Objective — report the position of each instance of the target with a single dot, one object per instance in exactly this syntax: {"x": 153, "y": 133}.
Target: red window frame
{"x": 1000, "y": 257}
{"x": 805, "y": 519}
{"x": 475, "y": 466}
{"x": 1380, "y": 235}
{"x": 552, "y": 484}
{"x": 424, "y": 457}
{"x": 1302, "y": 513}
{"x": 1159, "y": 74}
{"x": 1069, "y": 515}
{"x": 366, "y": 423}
====================
YOUR GOAL:
Transcribe every entry exactly.

ANSWER TO THE PROBLEM:
Objective — report the position of each instance of the target with a single dot, one object per instance in exactly this syntax: {"x": 153, "y": 133}.
Target: red window frame
{"x": 1000, "y": 257}
{"x": 805, "y": 519}
{"x": 475, "y": 466}
{"x": 1380, "y": 235}
{"x": 552, "y": 484}
{"x": 424, "y": 457}
{"x": 1302, "y": 513}
{"x": 1159, "y": 74}
{"x": 1069, "y": 515}
{"x": 366, "y": 423}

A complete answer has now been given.